*Goal*.
Pull out every line of the material below that contains the word "city", and list those lines one after another.

Saved data entries
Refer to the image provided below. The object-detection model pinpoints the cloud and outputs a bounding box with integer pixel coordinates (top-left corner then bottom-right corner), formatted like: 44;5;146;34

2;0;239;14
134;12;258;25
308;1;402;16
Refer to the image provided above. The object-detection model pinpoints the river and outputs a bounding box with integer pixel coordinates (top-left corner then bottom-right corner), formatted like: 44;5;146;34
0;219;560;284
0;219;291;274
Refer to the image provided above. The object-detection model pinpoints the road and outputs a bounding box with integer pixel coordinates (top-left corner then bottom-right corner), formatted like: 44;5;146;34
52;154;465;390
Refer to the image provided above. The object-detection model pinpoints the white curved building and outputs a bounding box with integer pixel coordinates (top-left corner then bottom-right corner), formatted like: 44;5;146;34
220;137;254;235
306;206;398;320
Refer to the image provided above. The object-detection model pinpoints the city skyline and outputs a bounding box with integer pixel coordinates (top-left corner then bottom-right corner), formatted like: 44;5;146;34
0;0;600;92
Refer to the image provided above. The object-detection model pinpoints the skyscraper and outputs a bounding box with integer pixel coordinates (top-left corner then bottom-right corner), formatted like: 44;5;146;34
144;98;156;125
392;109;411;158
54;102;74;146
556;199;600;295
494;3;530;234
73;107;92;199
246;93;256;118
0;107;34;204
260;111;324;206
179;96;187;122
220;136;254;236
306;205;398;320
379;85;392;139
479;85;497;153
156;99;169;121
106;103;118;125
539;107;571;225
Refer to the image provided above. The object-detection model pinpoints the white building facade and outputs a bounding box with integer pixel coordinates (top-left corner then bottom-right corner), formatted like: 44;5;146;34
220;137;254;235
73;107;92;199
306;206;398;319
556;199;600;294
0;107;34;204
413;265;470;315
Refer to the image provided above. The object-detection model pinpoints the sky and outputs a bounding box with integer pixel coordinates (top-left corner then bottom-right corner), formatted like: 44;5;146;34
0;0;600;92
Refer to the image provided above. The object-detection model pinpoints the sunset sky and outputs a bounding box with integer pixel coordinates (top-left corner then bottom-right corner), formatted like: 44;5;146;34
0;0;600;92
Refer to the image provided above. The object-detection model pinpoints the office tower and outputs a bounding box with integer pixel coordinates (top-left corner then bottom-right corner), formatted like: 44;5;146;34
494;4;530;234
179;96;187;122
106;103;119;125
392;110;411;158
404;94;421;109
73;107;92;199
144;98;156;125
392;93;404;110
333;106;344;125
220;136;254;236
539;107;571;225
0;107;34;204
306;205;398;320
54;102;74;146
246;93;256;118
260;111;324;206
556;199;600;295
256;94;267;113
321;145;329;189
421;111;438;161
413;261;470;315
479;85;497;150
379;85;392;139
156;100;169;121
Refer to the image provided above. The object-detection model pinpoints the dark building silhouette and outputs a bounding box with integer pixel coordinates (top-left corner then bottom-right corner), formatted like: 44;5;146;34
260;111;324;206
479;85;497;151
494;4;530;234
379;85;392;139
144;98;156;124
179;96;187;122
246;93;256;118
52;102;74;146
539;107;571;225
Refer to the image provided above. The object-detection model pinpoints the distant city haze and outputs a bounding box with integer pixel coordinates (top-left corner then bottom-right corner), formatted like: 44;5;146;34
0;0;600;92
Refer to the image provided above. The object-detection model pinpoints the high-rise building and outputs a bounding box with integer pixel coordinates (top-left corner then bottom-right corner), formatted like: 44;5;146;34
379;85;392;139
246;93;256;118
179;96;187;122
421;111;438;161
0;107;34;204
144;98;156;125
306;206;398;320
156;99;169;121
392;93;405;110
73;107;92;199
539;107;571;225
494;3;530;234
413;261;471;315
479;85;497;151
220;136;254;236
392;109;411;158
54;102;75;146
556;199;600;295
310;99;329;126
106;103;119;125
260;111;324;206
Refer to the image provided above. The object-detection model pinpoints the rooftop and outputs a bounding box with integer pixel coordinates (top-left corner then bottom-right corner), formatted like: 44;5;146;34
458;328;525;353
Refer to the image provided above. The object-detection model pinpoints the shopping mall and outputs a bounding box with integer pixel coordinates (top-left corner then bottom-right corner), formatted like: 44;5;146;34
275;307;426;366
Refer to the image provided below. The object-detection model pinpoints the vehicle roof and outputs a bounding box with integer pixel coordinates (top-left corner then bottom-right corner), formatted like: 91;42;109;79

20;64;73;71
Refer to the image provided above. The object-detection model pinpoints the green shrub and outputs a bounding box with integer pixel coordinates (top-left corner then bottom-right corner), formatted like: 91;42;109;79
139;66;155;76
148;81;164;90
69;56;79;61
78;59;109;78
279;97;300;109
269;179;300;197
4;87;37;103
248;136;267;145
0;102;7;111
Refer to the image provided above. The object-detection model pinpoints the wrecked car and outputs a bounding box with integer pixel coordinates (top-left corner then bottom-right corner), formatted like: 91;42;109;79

*Exercise output*.
Refer to the image provided above. The object-detection model pinpoints the city skyline and outputs a bounding box with integer pixel coordinates (top-left corner then bottom-right corner), formatted like: 44;5;146;34
Refer to the image provided above. The object-detection model pinpoints the distant city haze and outputs a bounding box with integer pixel coordinates (top-left corner then bottom-right corner), formatted like: 44;5;146;34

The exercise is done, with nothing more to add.